[Bounding-box records]
%%
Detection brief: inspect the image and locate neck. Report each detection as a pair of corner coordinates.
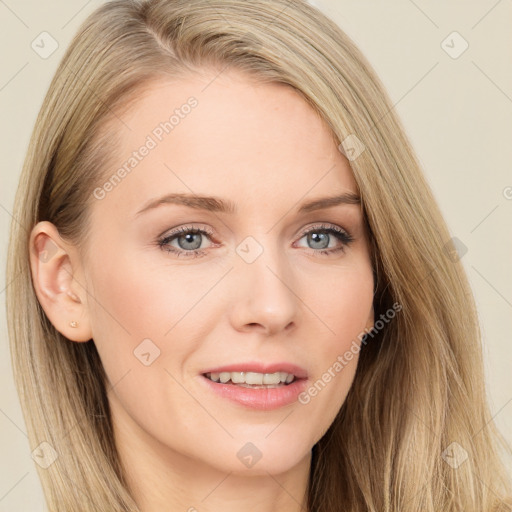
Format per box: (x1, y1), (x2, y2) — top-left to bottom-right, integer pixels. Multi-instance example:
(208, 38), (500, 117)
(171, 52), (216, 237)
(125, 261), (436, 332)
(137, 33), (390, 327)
(110, 400), (311, 512)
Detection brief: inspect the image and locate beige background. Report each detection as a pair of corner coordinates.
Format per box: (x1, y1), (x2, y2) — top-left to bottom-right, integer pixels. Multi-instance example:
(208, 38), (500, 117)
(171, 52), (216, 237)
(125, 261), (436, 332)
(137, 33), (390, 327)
(0, 0), (512, 512)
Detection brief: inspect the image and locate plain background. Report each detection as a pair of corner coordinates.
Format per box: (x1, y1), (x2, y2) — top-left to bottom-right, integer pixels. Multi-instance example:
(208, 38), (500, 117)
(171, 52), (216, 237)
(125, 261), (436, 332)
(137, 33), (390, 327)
(0, 0), (512, 512)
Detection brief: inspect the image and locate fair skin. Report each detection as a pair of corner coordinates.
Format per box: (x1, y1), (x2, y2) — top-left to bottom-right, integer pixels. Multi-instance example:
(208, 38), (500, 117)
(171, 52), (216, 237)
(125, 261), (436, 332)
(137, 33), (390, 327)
(30, 71), (374, 512)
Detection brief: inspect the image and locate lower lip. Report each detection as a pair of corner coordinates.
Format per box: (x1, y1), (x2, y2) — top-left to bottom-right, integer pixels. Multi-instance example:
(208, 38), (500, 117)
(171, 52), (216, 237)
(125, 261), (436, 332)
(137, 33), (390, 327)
(200, 375), (308, 411)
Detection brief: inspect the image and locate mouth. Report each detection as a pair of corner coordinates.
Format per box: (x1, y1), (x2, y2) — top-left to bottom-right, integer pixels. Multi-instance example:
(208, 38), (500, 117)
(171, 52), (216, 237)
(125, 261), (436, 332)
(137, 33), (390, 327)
(200, 362), (308, 411)
(203, 372), (298, 389)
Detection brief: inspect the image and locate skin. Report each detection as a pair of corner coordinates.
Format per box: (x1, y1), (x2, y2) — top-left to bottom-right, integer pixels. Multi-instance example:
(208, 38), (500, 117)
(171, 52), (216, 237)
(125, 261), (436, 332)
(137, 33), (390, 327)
(30, 71), (374, 512)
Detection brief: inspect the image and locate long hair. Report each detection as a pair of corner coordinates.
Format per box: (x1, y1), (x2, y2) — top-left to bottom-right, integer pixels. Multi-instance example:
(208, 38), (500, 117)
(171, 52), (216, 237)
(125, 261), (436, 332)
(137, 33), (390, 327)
(7, 0), (512, 512)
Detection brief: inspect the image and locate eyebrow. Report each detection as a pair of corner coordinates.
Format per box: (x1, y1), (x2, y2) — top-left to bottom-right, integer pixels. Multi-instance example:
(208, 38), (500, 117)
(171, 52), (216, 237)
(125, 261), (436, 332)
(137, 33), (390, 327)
(135, 192), (361, 217)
%%
● **DIRECTIVE**
Without including any pictures, please restate all the records exactly.

● **SOLUTION TO THIS TASK**
Detection brief: inspect the image and locate neck. Report each detection as a pair of corner coordinates.
Format per box: (x1, y1), (x2, y2) — top-left to bottom-right, integer pixels. Multi-instance example:
(208, 38), (500, 117)
(171, 52), (216, 237)
(125, 261), (436, 332)
(137, 33), (390, 327)
(110, 400), (311, 512)
Detection brief: inspect the image and locate beige background. Report each detection as a pair of corner coordinates.
Format per box: (x1, y1), (x2, y2) — top-left to bottom-right, integer pixels. Multi-instance example:
(208, 38), (500, 117)
(171, 52), (216, 237)
(125, 261), (436, 332)
(137, 33), (390, 327)
(0, 0), (512, 512)
Detection brief: inspect the image and locate plain background. Report each detection as a pair of corner coordinates.
Format per box: (x1, y1), (x2, y2) — top-left to bottom-right, integer pixels. Multi-instance example:
(208, 38), (500, 117)
(171, 52), (216, 237)
(125, 261), (436, 332)
(137, 33), (390, 327)
(0, 0), (512, 512)
Detection brief: inspect the image and locate fair skin. Report each detection as a pair of corner coordinates.
Format per box: (x1, y1), (x2, y2) — top-left to bottom-right, integer pixels. Multi-instance example:
(208, 38), (500, 117)
(171, 52), (216, 237)
(125, 261), (436, 332)
(137, 33), (390, 327)
(30, 71), (374, 512)
Detection brief: inspect the image and locate lower lip. Report each detection as a pair of corner coordinates.
Format per box: (x1, y1), (x2, y2) — top-left to bottom-right, integer pixels. Multi-instance example:
(208, 38), (500, 117)
(171, 52), (216, 237)
(125, 261), (436, 332)
(137, 33), (390, 327)
(200, 375), (308, 411)
Detection brief: inspect the image and locate mouth. Report each detection as a pair of corner coordinates.
Format per box: (x1, y1), (x2, y2) — top-left to bottom-right, integer pixels. Multi-instance example:
(208, 38), (500, 117)
(171, 52), (216, 237)
(125, 261), (436, 332)
(137, 33), (390, 327)
(200, 362), (308, 411)
(203, 372), (298, 389)
Detection brief: inspect the image and locate skin. Report each detection as a pair of corner coordinates.
Format per box: (x1, y1), (x2, y2) — top-left to bottom-right, integer pixels. Multi-instance example:
(208, 38), (500, 117)
(171, 52), (216, 237)
(125, 261), (436, 332)
(137, 33), (390, 327)
(30, 71), (374, 512)
Detection brief: inspect the image and locate long hair. Report each detection as a pair of corner coordinates.
Format per box: (x1, y1), (x2, y2) — top-left to bottom-right, integer pixels. Multi-instance example:
(208, 38), (500, 117)
(171, 52), (216, 237)
(125, 261), (436, 332)
(137, 33), (390, 327)
(7, 0), (512, 512)
Detection brief: inspect the image and locate eyebrow. Report each detection as a pair of corner coordinates.
Format per box: (x1, y1), (x2, y2) — top-left to bottom-right, integer pixels. Multi-instance example:
(208, 38), (500, 117)
(171, 52), (216, 237)
(125, 261), (436, 332)
(137, 33), (390, 327)
(135, 192), (361, 217)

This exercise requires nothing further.